• What needs to be done: Write the records out exactly as they read, but not the pictures.
═════ The input ═════
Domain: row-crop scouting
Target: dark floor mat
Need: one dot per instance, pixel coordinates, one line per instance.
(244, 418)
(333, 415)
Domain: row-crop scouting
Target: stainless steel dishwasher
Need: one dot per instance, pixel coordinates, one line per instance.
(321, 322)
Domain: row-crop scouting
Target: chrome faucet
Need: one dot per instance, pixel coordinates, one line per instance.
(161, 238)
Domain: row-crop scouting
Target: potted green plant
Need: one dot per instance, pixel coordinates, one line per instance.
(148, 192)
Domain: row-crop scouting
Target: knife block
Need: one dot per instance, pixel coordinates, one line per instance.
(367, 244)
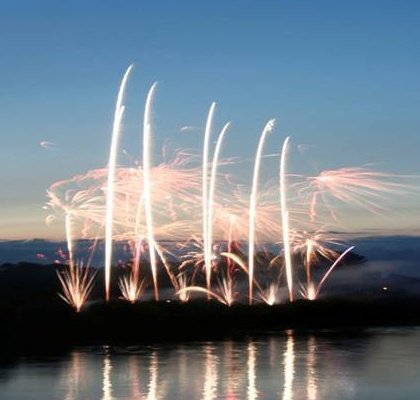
═════
• Written solution:
Domain: row-crop scouting
Target: dark floor mat
Need: one dot per instance, pixel coordinates, one line per instance.
(244, 418)
(333, 415)
Domain: row-crop scouting
Target: stainless steel dishwasher
Need: one dot per instance, pixel coordinates, one line per instance.
(321, 322)
Domain: row-crop scouting
Target: chrome faucet
Need: one dot per instance, pixel coordinates, one line per instance.
(161, 238)
Domain: row-crop scouting
Target: potted green plant
Need: one dot per instance, pixel coordinates, one line per instance.
(148, 192)
Domain: row-crop scouting
Target: knife block
Need: one dot per instance, pixel coordinates, one line per instance.
(367, 244)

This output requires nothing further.